▶

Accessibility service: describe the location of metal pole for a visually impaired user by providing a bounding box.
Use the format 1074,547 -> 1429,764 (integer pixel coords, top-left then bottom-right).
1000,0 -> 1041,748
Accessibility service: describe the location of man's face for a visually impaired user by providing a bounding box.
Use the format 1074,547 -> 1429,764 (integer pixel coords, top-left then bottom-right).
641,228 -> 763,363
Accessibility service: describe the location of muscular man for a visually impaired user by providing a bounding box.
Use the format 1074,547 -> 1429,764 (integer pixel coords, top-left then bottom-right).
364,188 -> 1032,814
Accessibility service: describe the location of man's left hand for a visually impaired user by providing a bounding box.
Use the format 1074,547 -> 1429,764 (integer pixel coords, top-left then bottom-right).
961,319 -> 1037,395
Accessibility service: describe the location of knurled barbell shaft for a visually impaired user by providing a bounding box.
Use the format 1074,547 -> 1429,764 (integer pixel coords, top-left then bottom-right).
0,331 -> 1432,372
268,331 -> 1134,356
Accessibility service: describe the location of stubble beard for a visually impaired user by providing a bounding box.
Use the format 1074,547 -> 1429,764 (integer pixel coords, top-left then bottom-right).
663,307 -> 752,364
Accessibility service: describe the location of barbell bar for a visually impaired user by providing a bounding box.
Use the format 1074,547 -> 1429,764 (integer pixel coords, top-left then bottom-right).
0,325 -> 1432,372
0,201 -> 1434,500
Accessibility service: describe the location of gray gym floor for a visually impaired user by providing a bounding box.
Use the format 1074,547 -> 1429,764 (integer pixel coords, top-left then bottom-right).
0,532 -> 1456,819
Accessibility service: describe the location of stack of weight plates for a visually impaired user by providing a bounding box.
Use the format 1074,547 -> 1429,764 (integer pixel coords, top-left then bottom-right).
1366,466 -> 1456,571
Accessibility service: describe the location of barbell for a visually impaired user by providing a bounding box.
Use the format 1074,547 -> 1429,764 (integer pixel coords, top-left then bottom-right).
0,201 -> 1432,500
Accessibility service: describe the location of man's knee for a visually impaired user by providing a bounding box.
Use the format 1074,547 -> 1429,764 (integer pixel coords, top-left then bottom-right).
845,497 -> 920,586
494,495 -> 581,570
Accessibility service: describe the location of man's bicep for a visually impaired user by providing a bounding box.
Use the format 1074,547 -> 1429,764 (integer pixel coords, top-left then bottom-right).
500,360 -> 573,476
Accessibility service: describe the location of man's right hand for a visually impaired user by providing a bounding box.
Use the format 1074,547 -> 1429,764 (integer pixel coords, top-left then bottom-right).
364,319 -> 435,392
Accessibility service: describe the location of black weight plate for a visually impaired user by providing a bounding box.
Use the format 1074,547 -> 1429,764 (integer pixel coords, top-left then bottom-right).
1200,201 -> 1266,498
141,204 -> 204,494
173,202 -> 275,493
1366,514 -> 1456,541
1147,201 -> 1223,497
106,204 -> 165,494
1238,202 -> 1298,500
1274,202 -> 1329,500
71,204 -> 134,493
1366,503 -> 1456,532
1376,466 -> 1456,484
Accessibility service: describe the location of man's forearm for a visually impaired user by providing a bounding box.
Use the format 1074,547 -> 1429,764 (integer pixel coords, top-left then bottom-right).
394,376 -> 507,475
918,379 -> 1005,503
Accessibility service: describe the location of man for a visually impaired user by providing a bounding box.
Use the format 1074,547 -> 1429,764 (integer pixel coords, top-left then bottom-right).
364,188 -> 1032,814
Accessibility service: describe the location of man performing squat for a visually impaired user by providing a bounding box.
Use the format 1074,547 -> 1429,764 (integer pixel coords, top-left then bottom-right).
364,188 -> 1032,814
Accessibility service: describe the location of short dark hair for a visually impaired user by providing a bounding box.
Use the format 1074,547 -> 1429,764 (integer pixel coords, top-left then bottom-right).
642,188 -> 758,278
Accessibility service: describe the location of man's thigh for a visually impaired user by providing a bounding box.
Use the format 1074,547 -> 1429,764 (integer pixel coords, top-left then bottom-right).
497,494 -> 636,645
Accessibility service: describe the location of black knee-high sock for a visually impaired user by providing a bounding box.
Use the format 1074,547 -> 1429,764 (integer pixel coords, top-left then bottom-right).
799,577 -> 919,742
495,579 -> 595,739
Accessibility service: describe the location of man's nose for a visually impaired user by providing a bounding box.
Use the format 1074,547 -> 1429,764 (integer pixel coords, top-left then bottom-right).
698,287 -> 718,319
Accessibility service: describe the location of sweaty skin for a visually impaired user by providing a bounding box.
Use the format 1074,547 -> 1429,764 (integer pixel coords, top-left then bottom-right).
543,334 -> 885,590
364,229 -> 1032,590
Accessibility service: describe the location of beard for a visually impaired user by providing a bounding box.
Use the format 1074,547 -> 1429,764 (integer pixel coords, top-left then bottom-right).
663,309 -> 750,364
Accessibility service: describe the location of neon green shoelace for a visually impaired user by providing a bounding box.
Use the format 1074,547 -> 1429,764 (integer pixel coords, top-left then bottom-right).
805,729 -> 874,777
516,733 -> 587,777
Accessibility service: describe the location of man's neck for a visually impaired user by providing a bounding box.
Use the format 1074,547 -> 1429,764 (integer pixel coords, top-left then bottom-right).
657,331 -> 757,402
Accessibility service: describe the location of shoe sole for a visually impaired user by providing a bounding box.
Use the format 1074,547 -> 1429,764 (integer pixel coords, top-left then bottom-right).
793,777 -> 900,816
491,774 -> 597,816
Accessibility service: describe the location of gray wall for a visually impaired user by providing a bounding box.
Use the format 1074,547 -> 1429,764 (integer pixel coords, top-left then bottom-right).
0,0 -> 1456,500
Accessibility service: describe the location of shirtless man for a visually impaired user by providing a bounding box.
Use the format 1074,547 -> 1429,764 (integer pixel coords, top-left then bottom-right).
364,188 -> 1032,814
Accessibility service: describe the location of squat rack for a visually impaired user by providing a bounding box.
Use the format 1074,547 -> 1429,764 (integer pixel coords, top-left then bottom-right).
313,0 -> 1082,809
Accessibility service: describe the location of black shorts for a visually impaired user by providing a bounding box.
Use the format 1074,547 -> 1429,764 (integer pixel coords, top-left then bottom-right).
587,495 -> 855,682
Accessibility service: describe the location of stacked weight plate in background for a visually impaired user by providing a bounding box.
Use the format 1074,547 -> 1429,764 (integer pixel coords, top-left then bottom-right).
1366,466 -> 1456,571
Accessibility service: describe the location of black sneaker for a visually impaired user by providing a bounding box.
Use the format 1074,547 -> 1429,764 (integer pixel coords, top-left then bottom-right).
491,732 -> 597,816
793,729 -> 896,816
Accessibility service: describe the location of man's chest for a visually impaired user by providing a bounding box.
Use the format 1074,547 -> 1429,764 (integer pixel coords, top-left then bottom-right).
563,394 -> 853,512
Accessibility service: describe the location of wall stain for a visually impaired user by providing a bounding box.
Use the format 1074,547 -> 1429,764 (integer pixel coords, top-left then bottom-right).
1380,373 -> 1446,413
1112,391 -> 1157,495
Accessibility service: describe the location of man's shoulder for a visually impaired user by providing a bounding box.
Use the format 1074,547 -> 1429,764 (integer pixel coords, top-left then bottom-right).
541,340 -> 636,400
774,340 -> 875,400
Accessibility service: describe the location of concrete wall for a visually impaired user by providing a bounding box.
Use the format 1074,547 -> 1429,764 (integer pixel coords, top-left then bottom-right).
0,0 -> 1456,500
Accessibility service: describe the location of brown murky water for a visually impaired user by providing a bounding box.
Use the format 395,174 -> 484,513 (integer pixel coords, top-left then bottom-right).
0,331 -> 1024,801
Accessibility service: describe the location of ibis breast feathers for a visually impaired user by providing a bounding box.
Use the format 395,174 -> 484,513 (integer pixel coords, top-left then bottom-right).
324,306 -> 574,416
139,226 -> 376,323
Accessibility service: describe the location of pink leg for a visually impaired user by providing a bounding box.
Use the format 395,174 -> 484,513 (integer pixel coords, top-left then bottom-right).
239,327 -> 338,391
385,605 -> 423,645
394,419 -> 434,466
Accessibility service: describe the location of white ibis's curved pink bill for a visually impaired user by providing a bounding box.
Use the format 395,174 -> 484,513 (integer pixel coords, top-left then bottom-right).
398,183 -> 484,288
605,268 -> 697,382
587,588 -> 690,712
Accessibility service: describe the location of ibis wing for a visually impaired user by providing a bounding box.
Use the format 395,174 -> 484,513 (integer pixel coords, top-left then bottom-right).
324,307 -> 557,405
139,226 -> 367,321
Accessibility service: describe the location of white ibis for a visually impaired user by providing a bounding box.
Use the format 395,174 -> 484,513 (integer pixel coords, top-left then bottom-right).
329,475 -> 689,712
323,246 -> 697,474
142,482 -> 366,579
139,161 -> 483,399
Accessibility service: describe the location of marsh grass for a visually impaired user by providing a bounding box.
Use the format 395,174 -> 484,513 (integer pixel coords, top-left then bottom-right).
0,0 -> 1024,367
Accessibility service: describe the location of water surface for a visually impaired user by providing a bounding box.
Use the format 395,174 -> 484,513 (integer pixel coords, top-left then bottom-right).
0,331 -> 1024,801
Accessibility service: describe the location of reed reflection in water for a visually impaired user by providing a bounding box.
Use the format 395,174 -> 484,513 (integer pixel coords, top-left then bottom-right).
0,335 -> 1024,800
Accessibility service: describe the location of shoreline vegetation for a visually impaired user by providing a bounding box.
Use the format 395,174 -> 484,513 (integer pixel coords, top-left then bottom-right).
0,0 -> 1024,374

◀
▶

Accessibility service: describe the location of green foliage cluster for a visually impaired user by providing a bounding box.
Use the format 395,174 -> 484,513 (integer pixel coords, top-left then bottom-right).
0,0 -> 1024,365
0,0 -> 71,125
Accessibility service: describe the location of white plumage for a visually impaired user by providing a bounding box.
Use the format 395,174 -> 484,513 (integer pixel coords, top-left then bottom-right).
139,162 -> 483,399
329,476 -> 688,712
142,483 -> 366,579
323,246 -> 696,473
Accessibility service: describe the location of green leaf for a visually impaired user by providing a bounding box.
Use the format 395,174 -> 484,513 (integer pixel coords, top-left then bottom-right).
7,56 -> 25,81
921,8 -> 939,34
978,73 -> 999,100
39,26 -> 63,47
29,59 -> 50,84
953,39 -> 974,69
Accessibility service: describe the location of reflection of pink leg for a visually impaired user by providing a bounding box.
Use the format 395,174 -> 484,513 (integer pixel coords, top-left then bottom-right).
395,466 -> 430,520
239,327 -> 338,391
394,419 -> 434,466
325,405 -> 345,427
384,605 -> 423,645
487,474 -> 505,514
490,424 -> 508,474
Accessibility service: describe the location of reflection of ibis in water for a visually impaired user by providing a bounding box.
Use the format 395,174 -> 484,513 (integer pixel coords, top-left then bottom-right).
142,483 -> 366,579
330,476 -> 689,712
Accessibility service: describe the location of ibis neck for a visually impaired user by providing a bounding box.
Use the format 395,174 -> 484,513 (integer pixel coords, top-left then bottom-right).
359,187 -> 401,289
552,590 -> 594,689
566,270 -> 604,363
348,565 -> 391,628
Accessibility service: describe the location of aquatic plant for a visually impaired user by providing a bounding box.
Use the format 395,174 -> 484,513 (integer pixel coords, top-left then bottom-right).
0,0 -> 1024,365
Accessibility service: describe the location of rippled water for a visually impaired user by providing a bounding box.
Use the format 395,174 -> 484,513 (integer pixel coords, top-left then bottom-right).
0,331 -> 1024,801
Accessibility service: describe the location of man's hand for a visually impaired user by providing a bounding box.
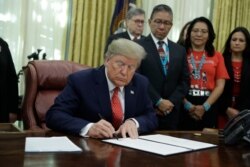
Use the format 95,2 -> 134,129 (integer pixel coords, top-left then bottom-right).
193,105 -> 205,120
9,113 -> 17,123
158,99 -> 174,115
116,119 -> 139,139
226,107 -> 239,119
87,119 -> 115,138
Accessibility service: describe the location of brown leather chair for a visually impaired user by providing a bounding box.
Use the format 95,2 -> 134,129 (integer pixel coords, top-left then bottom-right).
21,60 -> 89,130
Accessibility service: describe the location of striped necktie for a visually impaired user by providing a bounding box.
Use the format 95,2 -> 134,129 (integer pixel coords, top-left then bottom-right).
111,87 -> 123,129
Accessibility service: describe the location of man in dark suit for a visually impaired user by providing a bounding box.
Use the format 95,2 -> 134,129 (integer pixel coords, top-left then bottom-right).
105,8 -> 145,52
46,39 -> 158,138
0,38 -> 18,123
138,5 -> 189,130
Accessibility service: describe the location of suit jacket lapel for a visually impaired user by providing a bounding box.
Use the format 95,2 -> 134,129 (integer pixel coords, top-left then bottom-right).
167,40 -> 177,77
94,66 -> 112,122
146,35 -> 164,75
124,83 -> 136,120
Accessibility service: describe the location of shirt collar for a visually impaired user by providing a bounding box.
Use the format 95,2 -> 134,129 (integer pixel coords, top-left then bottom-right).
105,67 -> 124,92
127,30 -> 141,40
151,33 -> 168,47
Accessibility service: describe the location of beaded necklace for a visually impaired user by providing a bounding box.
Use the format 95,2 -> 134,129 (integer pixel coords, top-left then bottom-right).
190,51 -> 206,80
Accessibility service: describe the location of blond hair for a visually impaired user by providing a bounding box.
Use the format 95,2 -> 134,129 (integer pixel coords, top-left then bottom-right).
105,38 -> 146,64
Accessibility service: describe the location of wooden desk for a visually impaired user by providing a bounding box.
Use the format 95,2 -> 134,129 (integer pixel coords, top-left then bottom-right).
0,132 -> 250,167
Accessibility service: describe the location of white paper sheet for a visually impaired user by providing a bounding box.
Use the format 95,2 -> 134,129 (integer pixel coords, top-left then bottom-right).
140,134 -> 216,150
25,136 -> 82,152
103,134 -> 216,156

◀

Written task:
Please pull out each line in the records above that contains the word "dark".

Exercise answer:
Accessibility service: describe the location of short dark hair for a visually impaired user by providing a bounding box.
Accessibility service: describe the location of man in dark suit for a visually impaired user by providing a bounding box.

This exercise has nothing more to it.